#### LISTING
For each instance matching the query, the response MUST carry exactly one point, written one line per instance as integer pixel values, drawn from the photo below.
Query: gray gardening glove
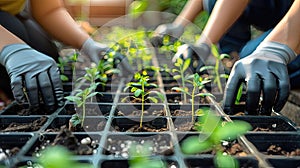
(198, 53)
(173, 30)
(264, 71)
(35, 72)
(97, 51)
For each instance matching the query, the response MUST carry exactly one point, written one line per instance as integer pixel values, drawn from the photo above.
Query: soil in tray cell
(79, 144)
(22, 124)
(124, 124)
(135, 110)
(119, 145)
(91, 124)
(25, 110)
(93, 109)
(11, 144)
(125, 163)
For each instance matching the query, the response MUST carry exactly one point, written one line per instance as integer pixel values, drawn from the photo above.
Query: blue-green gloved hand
(97, 51)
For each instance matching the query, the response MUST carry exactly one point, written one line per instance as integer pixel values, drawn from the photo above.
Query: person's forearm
(54, 18)
(287, 31)
(189, 12)
(224, 14)
(7, 38)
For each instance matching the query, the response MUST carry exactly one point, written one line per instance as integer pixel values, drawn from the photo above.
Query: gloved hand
(198, 53)
(173, 30)
(97, 51)
(35, 72)
(264, 71)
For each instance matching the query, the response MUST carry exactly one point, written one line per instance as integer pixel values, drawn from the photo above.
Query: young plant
(62, 63)
(105, 69)
(216, 76)
(139, 157)
(80, 99)
(141, 93)
(215, 133)
(180, 68)
(198, 84)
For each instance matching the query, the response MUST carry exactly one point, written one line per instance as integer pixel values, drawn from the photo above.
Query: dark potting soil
(25, 127)
(144, 128)
(120, 147)
(86, 128)
(67, 139)
(146, 113)
(178, 100)
(277, 150)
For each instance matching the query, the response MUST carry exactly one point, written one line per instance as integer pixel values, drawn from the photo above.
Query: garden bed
(112, 125)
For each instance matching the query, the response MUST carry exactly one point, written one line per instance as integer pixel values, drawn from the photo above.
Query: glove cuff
(282, 50)
(11, 49)
(202, 50)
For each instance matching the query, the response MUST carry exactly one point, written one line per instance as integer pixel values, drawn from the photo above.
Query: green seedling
(198, 84)
(80, 98)
(62, 63)
(140, 157)
(180, 68)
(141, 93)
(216, 76)
(105, 69)
(239, 95)
(133, 44)
(215, 133)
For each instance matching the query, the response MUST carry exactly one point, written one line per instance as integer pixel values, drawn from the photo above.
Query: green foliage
(80, 98)
(62, 63)
(181, 66)
(239, 95)
(139, 91)
(216, 76)
(136, 8)
(132, 43)
(140, 157)
(214, 132)
(198, 83)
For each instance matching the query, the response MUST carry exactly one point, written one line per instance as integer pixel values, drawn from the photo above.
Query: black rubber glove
(34, 72)
(264, 71)
(96, 51)
(198, 53)
(173, 30)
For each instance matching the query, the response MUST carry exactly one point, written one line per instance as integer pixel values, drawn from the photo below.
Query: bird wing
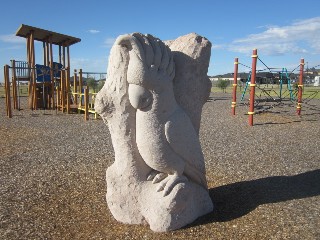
(184, 141)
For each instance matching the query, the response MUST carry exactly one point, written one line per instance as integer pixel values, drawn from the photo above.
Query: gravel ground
(264, 180)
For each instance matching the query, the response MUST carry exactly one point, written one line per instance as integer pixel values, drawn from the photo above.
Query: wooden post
(68, 89)
(300, 86)
(86, 103)
(80, 85)
(75, 90)
(7, 90)
(14, 84)
(252, 85)
(234, 95)
(64, 56)
(33, 78)
(51, 73)
(62, 89)
(60, 54)
(68, 57)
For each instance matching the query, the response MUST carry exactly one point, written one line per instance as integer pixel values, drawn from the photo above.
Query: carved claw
(152, 175)
(168, 183)
(159, 177)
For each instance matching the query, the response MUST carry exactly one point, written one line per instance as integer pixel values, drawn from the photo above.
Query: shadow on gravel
(238, 199)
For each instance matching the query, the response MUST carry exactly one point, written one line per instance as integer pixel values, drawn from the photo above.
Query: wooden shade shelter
(48, 38)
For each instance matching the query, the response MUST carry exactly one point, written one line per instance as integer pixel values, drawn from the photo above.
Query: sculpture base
(185, 203)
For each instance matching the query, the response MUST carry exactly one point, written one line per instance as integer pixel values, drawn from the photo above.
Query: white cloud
(109, 42)
(11, 38)
(93, 31)
(302, 36)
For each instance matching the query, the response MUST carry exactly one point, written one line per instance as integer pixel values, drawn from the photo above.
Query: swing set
(270, 94)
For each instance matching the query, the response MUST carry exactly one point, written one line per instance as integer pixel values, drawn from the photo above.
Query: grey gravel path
(264, 180)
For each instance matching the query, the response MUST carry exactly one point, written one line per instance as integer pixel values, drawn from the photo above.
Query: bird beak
(139, 97)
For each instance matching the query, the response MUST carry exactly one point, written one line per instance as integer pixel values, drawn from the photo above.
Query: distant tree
(92, 84)
(223, 84)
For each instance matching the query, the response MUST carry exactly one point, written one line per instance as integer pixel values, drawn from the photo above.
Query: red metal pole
(234, 96)
(300, 85)
(252, 85)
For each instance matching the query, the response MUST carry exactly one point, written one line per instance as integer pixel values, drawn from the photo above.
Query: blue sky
(282, 31)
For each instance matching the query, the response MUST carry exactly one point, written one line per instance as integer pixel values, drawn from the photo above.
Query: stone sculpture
(158, 176)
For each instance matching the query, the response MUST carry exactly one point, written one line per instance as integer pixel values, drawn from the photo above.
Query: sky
(282, 31)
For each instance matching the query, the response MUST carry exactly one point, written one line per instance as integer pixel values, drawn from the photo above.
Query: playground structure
(294, 94)
(49, 84)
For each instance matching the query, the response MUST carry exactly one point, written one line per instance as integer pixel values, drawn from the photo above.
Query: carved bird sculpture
(165, 136)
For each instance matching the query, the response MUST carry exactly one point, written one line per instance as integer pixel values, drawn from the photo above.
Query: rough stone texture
(158, 175)
(191, 54)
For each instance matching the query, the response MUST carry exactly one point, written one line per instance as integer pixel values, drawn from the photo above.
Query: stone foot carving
(158, 176)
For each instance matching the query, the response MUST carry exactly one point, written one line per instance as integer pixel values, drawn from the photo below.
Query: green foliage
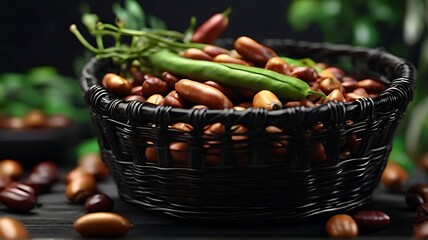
(41, 88)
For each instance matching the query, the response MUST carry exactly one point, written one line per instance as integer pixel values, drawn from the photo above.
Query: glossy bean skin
(93, 164)
(267, 100)
(307, 74)
(18, 197)
(117, 85)
(253, 51)
(100, 202)
(80, 189)
(200, 93)
(342, 226)
(11, 228)
(11, 168)
(212, 28)
(371, 220)
(154, 85)
(278, 65)
(102, 225)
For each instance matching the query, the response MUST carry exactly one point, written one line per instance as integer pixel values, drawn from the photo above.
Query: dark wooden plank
(55, 217)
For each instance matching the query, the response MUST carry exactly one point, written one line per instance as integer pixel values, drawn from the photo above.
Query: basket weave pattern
(248, 180)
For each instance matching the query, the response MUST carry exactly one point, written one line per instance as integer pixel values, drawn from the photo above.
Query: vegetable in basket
(159, 51)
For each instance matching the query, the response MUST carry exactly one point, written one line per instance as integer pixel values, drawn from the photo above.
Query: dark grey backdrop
(36, 33)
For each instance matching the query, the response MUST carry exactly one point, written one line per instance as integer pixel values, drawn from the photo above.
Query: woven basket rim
(402, 75)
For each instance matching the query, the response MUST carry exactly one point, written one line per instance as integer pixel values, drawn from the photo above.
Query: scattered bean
(371, 220)
(18, 197)
(11, 168)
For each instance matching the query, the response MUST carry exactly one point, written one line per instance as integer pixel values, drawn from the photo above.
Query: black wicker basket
(292, 188)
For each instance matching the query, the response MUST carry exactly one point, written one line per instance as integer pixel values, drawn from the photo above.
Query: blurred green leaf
(87, 146)
(301, 13)
(90, 20)
(413, 21)
(365, 33)
(136, 13)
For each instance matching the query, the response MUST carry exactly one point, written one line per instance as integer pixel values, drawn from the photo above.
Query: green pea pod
(234, 75)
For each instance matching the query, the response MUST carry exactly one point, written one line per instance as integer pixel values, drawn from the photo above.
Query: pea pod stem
(234, 75)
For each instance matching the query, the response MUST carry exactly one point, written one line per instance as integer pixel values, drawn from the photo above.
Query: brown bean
(154, 85)
(194, 53)
(335, 95)
(76, 173)
(253, 51)
(11, 168)
(174, 99)
(267, 100)
(229, 92)
(102, 225)
(80, 189)
(327, 85)
(170, 79)
(18, 197)
(334, 72)
(307, 74)
(371, 220)
(278, 65)
(225, 58)
(341, 226)
(155, 99)
(200, 93)
(116, 84)
(394, 177)
(35, 119)
(11, 228)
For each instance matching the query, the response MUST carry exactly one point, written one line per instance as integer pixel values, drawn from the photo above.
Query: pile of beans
(81, 188)
(19, 194)
(178, 92)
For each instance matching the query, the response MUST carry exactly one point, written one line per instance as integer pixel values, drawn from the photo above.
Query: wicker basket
(292, 188)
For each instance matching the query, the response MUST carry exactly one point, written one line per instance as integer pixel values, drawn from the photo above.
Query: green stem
(76, 32)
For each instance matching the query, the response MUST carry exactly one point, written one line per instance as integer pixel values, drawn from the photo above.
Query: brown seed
(371, 220)
(102, 225)
(342, 226)
(11, 168)
(92, 163)
(11, 228)
(80, 189)
(154, 85)
(18, 197)
(35, 119)
(117, 85)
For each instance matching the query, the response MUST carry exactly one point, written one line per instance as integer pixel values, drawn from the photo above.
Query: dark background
(35, 33)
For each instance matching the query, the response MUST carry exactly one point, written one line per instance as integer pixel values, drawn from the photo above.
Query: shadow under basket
(256, 174)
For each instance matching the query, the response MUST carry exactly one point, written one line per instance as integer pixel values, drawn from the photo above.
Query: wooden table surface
(54, 220)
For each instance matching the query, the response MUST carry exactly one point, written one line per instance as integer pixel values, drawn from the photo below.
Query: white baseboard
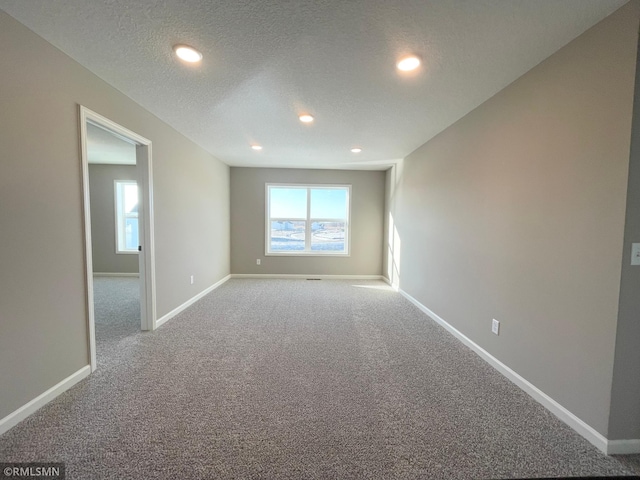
(623, 447)
(115, 274)
(296, 276)
(190, 302)
(41, 400)
(580, 426)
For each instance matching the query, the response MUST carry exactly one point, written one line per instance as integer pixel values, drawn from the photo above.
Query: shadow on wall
(394, 244)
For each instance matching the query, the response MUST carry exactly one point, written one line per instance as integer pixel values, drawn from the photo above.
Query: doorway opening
(116, 164)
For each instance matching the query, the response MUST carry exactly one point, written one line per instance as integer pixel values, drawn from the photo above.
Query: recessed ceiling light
(408, 63)
(187, 53)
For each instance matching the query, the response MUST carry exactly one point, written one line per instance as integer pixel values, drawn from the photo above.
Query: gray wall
(625, 396)
(103, 221)
(43, 312)
(517, 212)
(248, 222)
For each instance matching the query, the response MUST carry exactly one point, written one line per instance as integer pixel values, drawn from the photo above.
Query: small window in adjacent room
(126, 216)
(307, 219)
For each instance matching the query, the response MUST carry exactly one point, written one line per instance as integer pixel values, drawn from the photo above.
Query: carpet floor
(297, 379)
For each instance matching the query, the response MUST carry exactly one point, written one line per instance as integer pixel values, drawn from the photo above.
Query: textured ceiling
(267, 61)
(106, 148)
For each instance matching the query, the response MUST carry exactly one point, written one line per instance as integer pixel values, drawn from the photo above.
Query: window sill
(307, 254)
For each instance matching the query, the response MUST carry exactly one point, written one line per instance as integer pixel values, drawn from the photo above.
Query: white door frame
(145, 214)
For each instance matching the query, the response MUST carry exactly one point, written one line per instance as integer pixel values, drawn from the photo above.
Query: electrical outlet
(495, 326)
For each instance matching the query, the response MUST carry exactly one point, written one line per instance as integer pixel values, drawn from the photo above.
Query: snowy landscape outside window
(307, 219)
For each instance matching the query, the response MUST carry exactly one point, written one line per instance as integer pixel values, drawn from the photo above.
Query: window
(126, 216)
(307, 219)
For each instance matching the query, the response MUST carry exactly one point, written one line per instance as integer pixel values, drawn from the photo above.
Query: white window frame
(121, 218)
(309, 221)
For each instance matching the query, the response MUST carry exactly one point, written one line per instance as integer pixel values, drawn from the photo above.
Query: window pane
(131, 234)
(287, 236)
(327, 236)
(288, 202)
(328, 203)
(130, 198)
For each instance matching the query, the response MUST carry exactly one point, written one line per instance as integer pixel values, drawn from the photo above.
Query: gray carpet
(298, 379)
(116, 303)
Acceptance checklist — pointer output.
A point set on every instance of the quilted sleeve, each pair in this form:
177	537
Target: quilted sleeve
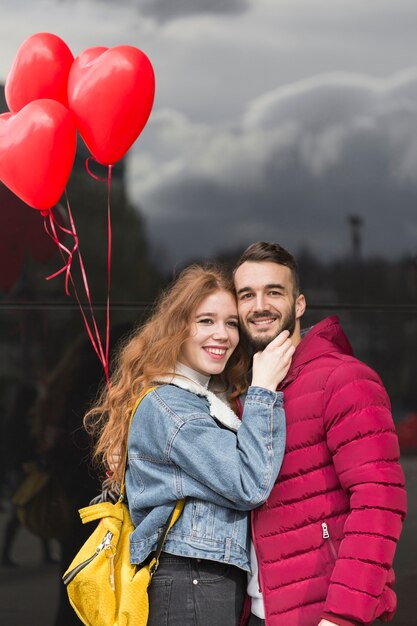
362	440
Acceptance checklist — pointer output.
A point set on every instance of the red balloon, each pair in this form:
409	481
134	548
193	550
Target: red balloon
111	93
37	152
39	70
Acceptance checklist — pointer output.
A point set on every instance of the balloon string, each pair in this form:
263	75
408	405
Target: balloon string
53	223
87	167
52	233
98	347
109	249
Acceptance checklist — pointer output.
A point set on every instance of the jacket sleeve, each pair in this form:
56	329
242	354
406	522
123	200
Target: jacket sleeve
235	470
362	440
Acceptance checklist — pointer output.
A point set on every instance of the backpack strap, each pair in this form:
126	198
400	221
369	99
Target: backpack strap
138	401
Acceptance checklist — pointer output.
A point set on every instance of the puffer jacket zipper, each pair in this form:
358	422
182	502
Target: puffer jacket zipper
326	535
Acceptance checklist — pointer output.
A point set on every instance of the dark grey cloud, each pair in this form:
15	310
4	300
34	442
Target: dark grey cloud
164	10
303	159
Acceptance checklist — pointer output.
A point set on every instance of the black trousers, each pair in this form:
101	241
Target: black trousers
196	592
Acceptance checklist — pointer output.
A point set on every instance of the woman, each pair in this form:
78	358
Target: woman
186	442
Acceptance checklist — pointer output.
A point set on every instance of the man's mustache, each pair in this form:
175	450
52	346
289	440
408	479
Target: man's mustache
264	314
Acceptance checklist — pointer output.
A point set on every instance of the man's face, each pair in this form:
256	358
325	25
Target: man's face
266	302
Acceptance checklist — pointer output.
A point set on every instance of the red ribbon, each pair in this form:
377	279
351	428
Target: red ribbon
51	225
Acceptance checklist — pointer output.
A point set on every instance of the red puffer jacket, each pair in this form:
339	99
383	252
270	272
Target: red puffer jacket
326	537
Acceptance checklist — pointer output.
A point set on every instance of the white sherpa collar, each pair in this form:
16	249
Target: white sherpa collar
217	407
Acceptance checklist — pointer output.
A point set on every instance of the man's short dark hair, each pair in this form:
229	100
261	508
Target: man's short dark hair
261	251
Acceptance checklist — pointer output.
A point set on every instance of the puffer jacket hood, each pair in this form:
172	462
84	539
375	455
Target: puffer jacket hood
326	337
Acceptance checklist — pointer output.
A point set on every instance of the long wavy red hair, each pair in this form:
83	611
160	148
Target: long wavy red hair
153	351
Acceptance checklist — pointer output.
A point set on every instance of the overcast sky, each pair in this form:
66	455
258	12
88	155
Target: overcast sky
273	119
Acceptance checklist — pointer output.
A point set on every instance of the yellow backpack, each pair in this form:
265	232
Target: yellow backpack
104	587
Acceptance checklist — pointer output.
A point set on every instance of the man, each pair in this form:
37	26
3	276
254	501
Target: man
324	541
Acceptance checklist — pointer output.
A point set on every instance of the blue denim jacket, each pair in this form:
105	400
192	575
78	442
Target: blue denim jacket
178	449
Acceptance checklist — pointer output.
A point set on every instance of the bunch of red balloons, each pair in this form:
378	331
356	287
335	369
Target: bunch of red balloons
105	93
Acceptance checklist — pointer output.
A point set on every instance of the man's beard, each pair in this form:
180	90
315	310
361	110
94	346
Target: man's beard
260	342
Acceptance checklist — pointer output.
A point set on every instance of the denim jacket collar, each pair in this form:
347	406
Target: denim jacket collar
217	407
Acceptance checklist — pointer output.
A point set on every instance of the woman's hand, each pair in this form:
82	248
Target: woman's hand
272	364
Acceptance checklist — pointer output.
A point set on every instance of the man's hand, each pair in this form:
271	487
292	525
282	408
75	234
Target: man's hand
272	364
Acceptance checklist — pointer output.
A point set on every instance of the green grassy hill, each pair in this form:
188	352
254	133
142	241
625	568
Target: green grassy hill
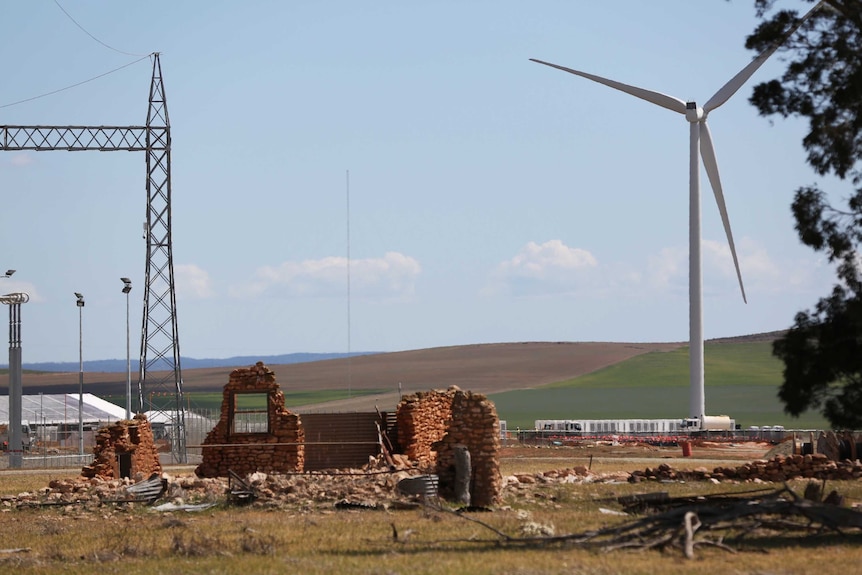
742	381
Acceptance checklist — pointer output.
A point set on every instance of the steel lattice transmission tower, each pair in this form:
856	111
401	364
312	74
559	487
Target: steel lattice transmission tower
160	372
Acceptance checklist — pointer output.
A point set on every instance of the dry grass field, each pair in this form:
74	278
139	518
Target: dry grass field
514	538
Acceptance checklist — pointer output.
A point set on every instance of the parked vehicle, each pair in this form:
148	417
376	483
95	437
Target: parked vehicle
28	436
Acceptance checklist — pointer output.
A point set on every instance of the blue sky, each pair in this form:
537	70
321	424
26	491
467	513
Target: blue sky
491	199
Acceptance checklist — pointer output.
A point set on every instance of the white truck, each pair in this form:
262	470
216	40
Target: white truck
709	423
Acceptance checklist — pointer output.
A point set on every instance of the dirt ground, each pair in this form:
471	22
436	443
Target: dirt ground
700	450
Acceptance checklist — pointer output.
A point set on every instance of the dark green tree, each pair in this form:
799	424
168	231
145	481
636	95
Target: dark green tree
822	82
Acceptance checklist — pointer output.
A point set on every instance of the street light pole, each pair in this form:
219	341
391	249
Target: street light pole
80	304
14	301
127	287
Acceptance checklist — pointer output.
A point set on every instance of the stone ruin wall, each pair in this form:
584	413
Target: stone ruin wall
421	422
431	424
279	451
133	437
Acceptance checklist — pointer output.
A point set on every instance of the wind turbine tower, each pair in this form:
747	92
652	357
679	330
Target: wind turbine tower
700	146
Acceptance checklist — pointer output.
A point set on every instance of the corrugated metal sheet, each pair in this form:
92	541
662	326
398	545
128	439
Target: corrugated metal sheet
339	440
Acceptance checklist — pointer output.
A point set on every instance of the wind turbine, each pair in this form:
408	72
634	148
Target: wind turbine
700	145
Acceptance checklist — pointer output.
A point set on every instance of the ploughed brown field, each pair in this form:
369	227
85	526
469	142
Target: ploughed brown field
481	368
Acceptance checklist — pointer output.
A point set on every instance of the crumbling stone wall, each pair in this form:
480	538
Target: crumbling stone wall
430	426
133	438
421	420
279	449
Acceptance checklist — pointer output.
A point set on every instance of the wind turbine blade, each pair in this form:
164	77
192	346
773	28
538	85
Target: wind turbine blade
663	100
707	153
729	89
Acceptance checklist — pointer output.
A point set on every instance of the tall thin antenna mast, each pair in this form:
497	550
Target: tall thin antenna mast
348	286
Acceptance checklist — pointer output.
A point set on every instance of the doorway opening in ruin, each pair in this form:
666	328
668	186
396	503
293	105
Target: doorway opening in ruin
124	465
249	413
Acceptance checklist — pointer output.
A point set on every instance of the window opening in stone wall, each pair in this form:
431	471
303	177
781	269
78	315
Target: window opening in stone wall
250	413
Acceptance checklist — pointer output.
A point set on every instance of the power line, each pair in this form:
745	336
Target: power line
84	30
74	85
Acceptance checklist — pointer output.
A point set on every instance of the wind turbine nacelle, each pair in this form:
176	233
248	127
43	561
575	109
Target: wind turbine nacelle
693	112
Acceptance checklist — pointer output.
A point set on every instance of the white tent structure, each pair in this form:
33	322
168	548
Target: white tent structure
62	408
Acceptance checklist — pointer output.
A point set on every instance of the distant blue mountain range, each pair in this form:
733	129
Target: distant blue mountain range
120	365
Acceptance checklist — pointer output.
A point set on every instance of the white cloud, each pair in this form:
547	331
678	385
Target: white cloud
192	282
545	269
552	268
668	269
393	275
21	159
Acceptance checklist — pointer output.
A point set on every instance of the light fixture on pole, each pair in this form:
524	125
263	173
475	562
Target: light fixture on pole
14	301
127	287
80	304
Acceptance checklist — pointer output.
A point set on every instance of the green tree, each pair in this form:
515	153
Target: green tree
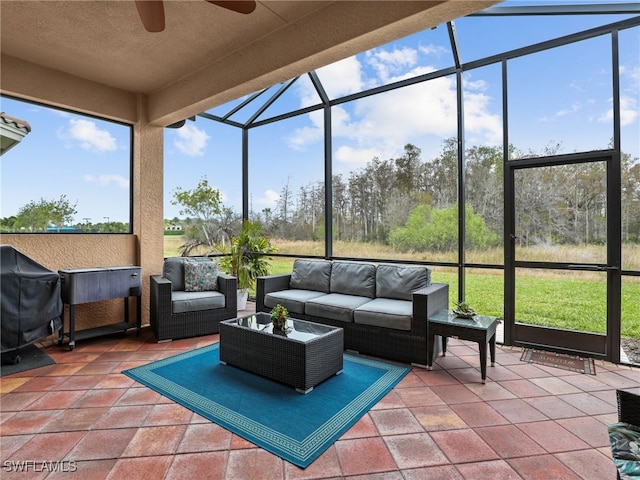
38	216
213	222
429	229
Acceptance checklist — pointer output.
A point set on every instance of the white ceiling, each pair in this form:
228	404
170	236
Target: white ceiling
206	55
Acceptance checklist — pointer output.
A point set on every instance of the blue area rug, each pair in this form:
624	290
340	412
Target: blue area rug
296	427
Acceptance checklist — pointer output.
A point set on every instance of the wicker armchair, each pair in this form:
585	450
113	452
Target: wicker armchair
624	436
176	313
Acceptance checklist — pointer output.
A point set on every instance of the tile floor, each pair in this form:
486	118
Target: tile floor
83	417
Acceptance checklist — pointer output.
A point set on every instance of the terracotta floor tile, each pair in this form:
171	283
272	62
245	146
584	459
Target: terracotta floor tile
527	370
87	470
589	404
56	446
553	407
102	444
589	465
75	419
138	396
517	410
204	437
439	417
443	472
542	467
362	428
490	391
99	398
442	424
436	377
326	466
395	421
363	456
254	463
390	400
115	380
555	385
18	401
414	450
419	397
40	384
588	429
27	422
552	437
495	470
451	394
150	441
524	388
200	466
125	416
479	414
462	446
509	442
168	414
9	384
143	468
10	443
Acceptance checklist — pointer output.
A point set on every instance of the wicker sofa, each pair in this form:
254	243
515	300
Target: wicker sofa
624	436
383	309
190	298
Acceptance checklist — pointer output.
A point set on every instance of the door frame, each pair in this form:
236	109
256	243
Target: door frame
605	346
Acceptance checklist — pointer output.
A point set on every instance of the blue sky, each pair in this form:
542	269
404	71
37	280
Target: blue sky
562	96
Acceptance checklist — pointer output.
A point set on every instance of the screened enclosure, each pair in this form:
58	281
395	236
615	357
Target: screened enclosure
508	165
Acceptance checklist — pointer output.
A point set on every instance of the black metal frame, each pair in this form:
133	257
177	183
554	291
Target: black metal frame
458	69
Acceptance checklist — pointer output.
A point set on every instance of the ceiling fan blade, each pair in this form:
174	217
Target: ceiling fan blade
239	6
152	14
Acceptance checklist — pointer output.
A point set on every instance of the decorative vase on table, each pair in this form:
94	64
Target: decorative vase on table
279	316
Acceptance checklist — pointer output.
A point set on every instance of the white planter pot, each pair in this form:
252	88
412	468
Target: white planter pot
242	299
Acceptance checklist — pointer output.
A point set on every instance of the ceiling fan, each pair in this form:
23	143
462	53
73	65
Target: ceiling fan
152	11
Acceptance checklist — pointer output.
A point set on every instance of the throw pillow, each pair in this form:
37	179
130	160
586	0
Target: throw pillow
200	276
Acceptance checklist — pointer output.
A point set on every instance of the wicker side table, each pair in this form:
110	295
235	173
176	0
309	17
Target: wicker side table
480	329
308	354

#### GOAL OF THE EXERCISE
Which lines in the records contain the word "hand"? Copy each of those lines in full.

#### OUTPUT FOR THIS EXERCISE
Query: blue-green gloved hand
Query: gloved hand
A point set on every instance of the woman's hand, each pair in this form:
Target: woman's hand
A point set on every instance of the man's hand, each pair in this form:
Target: man's hand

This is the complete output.